(SOURCE DOCUMENT)
╭──

CeReNeM Presents: Rethinking the History of Technology-based Music
Location
Online event
9 - 11 June 2022: Join the Centre for Research in New Music (CeReNeM), in their re-examining of technology-based music history.
About this event
From 9 - 11 June 2022, the University of Huddersfield's Centre for Research in New Music (CeReNeM) will host the conference: ‘Rethinking the History of Technology-based Music’.
As Modernist thinking, evident in concrete, electronic and computer music from their inception, has been challenged by the post-acousmatic, neo-modern situation today, conceptual approaches and the use of sound to point to situations and events outside of itself have become more the rule than the exception in new musical practices, providing context, identity and often intent. These factors, alongside pluralistic, ecological, feminist and de-colonization agendas that question who determined the canon, who has been listening, to what and to whom make it timely for us to question, re-evaluate and rethink the history of technology-based music.
This conference takes place on Teams and Webinar links will be shared for each day separately via email.

╰──

(DATA)
╭──

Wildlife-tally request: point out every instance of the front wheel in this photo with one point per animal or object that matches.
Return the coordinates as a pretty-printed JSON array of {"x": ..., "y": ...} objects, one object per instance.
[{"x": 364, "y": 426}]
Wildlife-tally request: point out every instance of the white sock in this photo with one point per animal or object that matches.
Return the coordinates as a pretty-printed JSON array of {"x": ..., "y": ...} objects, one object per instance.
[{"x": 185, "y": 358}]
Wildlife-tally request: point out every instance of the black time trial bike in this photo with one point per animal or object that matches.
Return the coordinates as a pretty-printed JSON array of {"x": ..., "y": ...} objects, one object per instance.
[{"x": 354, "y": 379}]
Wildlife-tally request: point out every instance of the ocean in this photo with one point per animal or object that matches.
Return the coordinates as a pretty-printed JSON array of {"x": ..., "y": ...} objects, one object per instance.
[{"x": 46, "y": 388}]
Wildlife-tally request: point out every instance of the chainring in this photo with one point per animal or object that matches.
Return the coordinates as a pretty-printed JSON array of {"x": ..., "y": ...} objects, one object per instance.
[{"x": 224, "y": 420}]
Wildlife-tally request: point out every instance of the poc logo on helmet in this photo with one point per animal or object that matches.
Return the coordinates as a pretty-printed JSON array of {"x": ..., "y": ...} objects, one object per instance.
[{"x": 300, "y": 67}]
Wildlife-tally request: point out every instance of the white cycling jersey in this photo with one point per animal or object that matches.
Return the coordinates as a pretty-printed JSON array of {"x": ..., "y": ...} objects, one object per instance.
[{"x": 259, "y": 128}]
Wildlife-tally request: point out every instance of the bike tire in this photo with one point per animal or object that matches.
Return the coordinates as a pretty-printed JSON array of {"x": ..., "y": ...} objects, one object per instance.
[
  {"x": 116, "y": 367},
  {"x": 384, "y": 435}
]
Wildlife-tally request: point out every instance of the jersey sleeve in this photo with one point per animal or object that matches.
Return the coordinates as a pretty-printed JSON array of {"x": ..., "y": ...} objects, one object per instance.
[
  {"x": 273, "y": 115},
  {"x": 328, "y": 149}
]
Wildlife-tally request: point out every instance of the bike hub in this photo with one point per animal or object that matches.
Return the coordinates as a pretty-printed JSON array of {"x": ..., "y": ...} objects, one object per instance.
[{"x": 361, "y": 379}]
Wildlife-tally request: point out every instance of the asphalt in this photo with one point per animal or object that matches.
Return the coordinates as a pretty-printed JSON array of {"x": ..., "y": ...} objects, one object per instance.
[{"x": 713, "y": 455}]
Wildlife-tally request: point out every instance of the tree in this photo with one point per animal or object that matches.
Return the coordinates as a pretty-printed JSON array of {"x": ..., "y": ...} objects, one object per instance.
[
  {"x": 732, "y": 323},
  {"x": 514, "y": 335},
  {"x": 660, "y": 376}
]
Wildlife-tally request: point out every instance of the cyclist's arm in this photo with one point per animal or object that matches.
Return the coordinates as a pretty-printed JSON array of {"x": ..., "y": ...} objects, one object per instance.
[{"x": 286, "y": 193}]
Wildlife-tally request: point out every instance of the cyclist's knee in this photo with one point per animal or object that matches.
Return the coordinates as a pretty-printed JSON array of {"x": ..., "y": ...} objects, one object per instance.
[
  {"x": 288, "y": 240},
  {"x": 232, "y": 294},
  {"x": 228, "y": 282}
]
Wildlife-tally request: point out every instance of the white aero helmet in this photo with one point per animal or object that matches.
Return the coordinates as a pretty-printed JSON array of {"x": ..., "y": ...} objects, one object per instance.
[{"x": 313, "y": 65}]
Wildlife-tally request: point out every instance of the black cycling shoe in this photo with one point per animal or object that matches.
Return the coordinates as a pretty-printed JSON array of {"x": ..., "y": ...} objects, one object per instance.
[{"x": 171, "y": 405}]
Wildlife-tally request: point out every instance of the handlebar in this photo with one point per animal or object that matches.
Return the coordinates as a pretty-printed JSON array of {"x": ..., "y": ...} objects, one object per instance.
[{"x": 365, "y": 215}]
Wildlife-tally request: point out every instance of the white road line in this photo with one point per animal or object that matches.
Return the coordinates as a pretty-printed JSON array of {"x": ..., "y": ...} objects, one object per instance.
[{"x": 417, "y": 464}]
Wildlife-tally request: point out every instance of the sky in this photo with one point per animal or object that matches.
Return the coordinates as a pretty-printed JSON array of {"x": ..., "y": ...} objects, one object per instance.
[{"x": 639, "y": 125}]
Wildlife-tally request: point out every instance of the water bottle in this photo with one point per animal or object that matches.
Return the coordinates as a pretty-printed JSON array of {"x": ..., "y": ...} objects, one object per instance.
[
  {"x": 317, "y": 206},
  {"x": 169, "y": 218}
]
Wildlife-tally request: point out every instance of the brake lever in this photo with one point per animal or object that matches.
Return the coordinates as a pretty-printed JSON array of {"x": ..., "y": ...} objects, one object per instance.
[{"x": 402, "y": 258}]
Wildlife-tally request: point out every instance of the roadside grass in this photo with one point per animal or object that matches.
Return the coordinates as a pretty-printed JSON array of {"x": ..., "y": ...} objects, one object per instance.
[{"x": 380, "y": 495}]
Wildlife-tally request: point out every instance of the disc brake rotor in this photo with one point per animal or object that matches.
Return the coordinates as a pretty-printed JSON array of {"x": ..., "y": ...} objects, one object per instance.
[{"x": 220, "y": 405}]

╰──

(STATED EXERCISE)
According to the conference announcement, why is now the right time to rethink the history of technology-based music? Answer in one to three sentences.

(RESULT)
The Modernist thinking found in concrete, electronic and computer music from their beginnings has been challenged by today's post-acousmatic, neo-modern situation. In new musical practices, conceptual approaches and sound that points to situations and events outside itself are now more the rule than the exception, providing context, identity and often intent. These factors, together with pluralistic, ecological, feminist and de-colonization agendas that question who determined the canon and who has been listening, to what and to whom, make the rethinking timely.